> EXTRACTED DATA:
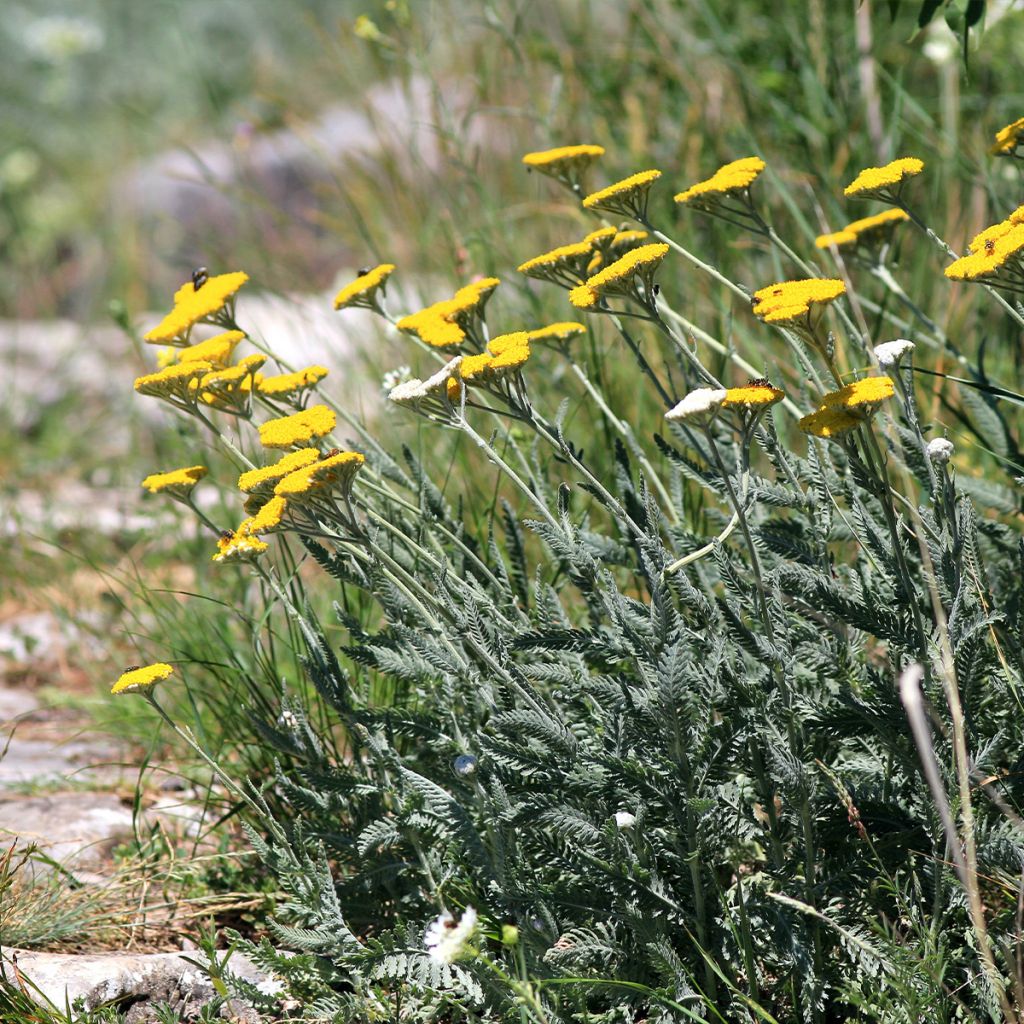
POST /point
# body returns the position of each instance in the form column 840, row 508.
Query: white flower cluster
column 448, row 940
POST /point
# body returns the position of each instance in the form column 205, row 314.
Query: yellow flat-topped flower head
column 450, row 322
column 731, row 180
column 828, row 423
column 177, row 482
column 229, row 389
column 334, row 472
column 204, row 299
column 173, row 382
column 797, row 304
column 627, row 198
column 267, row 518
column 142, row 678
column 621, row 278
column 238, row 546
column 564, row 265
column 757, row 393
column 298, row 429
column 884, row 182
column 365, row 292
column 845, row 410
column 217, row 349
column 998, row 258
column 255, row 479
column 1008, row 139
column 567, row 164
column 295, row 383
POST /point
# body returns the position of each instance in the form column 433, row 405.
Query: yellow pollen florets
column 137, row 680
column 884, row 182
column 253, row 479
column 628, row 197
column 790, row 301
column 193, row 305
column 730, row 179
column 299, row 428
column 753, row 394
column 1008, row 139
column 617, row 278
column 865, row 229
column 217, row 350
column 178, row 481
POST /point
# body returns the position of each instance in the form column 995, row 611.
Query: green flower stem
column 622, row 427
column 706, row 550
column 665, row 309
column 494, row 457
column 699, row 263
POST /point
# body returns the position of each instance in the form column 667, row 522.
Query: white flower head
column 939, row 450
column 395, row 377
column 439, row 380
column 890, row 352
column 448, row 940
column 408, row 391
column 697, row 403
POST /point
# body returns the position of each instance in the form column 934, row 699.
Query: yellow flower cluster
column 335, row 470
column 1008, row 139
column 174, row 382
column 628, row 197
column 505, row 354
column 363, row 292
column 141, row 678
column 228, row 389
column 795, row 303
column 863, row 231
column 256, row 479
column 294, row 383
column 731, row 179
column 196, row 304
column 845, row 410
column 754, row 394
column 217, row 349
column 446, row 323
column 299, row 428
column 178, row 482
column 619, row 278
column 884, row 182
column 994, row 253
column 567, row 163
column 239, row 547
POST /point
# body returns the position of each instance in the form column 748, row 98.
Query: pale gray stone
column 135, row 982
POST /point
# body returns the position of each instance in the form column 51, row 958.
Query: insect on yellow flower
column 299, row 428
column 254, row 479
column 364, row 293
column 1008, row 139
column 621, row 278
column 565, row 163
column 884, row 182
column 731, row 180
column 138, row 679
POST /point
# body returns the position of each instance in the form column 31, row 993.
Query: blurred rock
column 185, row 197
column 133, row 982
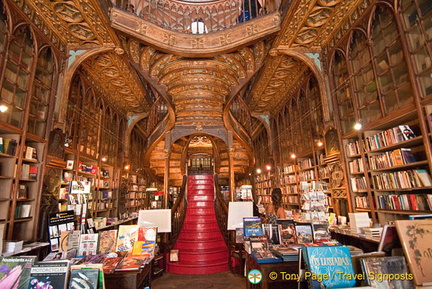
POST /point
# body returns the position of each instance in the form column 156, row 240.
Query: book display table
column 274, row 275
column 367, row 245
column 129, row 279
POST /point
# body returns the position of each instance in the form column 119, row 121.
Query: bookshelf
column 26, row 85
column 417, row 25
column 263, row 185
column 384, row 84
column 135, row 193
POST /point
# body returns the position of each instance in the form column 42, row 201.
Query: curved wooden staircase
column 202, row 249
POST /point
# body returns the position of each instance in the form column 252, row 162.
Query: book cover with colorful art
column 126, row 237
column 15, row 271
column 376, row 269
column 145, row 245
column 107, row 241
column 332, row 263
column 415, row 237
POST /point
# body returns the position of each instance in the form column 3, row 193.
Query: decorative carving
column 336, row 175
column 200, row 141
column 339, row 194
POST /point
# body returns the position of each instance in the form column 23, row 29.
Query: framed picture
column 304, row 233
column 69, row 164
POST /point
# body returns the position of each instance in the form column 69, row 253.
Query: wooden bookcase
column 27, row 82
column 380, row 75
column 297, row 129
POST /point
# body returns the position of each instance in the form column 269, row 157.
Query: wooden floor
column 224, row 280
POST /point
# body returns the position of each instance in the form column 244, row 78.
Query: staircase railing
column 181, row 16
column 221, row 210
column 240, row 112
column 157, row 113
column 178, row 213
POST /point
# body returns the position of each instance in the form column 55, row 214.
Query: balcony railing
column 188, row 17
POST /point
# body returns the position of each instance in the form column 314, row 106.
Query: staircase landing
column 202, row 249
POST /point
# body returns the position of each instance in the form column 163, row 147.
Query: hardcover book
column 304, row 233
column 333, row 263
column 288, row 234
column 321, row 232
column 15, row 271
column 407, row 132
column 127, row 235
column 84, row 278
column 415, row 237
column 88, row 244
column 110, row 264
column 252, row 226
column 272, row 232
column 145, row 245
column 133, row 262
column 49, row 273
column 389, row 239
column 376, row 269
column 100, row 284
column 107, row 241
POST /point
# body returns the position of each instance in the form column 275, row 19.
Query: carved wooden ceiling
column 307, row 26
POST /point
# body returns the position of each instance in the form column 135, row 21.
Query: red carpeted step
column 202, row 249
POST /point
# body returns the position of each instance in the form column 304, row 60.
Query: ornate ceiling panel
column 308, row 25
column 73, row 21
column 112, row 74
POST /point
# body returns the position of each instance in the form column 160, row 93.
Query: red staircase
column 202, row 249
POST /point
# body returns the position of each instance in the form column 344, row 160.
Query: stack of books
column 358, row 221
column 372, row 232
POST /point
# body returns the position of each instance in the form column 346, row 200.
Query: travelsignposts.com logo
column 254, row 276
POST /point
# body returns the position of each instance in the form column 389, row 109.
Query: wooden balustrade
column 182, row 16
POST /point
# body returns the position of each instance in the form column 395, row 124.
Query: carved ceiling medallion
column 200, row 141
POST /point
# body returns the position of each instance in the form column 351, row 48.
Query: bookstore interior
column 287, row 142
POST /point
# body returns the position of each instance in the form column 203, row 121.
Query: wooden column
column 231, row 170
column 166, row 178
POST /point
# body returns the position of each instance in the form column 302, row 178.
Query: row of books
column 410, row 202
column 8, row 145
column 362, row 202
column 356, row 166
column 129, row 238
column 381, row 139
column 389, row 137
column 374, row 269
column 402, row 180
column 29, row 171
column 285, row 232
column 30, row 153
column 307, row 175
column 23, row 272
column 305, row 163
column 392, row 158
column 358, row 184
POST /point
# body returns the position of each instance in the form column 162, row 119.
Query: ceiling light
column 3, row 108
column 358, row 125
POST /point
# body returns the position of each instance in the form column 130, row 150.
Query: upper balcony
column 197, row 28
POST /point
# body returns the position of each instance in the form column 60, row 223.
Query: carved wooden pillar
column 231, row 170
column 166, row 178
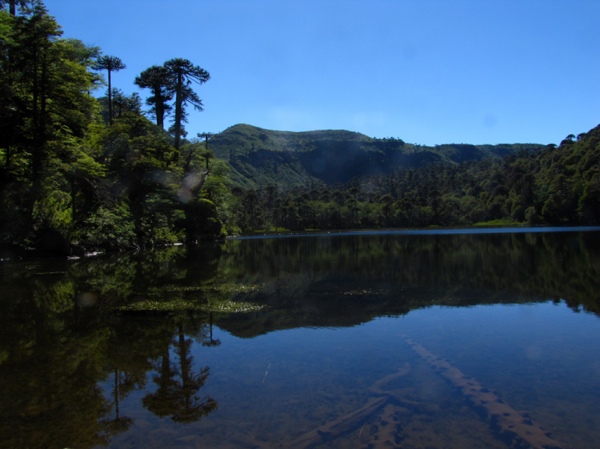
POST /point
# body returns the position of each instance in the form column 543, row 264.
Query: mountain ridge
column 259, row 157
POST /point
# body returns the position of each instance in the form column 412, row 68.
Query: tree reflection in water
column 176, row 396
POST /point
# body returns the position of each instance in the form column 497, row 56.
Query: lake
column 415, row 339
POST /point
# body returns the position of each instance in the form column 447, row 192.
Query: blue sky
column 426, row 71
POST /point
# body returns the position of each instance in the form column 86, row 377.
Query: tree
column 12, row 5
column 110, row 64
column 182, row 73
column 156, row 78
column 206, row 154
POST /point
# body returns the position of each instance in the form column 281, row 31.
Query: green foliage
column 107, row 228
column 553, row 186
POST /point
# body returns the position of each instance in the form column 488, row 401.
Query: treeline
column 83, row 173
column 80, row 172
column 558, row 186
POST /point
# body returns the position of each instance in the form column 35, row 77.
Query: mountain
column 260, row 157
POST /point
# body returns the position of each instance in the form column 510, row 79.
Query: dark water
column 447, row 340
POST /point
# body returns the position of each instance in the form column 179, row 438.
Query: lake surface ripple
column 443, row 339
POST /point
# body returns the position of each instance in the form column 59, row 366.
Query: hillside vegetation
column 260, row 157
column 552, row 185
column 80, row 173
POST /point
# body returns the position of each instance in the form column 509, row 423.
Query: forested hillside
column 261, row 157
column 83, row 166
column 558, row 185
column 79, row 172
...
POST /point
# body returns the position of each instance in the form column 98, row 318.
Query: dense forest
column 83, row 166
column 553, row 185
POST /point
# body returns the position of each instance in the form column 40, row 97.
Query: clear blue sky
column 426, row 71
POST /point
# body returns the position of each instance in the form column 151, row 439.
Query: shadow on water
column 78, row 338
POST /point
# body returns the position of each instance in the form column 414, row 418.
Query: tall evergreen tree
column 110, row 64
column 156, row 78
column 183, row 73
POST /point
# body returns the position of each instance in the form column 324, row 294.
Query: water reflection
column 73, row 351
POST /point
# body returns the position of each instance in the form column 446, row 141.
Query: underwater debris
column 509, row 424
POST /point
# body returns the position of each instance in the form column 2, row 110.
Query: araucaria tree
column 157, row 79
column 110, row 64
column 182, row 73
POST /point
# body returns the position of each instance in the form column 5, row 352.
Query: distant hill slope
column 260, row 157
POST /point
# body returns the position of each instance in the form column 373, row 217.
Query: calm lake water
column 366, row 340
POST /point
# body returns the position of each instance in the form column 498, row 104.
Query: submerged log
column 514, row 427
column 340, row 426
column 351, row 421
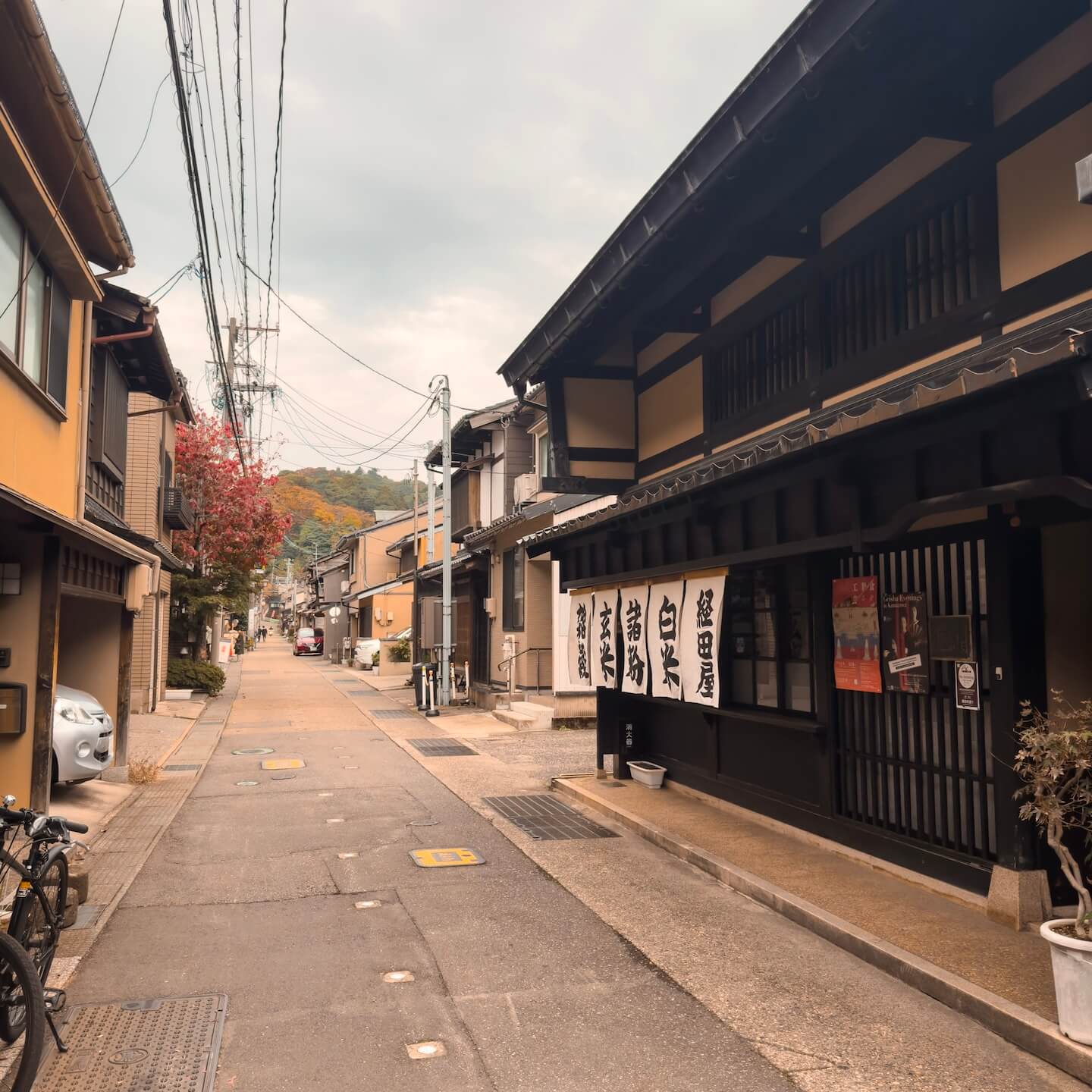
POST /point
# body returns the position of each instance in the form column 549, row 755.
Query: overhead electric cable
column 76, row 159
---
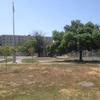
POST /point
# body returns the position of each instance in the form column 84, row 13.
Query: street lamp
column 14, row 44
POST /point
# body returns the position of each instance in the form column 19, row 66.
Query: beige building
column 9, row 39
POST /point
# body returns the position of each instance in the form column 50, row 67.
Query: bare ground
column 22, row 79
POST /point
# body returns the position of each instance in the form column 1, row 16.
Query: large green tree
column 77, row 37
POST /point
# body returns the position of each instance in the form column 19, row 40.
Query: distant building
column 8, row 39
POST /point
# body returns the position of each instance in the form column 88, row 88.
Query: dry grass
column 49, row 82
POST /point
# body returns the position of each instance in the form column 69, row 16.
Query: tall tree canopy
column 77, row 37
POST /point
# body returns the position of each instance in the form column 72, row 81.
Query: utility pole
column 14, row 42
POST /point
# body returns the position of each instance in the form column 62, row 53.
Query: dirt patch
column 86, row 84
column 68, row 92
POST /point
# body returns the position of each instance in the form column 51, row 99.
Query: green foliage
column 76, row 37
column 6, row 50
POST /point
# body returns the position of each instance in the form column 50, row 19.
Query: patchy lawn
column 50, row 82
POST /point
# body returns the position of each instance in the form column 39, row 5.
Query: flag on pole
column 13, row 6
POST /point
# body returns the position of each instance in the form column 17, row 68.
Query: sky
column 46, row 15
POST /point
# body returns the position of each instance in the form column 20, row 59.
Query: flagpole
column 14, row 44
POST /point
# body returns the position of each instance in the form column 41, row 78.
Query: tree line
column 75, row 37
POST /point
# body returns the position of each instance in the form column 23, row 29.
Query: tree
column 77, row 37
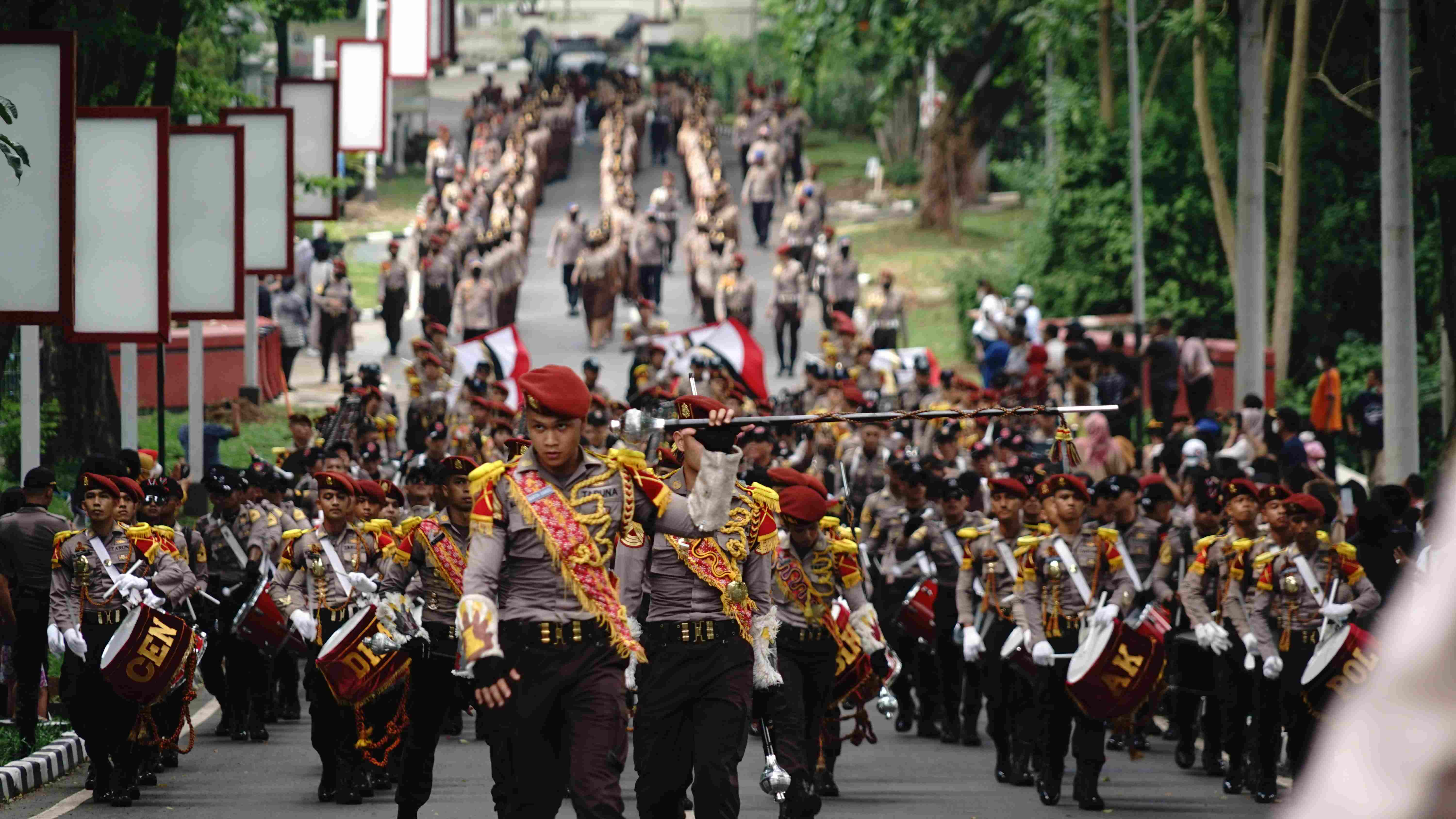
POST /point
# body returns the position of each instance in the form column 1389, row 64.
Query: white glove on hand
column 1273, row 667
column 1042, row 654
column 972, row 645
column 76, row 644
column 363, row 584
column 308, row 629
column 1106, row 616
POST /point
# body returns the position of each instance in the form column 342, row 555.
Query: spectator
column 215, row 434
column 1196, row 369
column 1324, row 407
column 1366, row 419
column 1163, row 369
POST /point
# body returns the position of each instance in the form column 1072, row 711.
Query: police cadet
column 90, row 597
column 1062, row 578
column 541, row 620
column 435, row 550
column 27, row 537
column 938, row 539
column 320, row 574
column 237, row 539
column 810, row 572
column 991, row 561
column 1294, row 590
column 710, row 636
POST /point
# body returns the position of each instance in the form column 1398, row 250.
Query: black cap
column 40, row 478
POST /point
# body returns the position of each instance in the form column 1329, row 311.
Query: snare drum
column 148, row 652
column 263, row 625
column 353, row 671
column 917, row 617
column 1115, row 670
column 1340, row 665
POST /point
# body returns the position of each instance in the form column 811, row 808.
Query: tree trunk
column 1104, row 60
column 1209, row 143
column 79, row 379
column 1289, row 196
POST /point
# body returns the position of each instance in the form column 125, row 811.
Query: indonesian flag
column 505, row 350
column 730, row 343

> BRIEF: Please make an exact copy of the lines above from the line with "269, row 157." through the line with "135, row 21.", both ends included.

> RESULT:
# body returns the position of each instance in the form column 269, row 157.
Query: wooden floor
column 224, row 280
POST /point
# body returns the position of each instance in the form column 244, row 78.
Query: staircase railing
column 181, row 16
column 221, row 210
column 240, row 112
column 157, row 113
column 178, row 213
POST /point
# body returns the position of each instance in the form column 55, row 214.
Query: balcony railing
column 188, row 17
POST /point
# body returns the position of each instance in the form column 314, row 106.
Query: staircase landing
column 202, row 249
POST /point
# body returns the position of each instance in the form column 163, row 147.
Query: hardcover book
column 304, row 233
column 333, row 263
column 288, row 234
column 321, row 232
column 15, row 271
column 407, row 132
column 127, row 235
column 84, row 278
column 415, row 237
column 88, row 244
column 110, row 264
column 252, row 226
column 272, row 232
column 145, row 245
column 133, row 262
column 49, row 273
column 389, row 239
column 376, row 269
column 100, row 284
column 107, row 241
POST /point
# body returns the position of each instance in the form column 275, row 19.
Query: carved wooden ceiling
column 307, row 26
POST /point
# body returns the position of each instance in the form column 135, row 21.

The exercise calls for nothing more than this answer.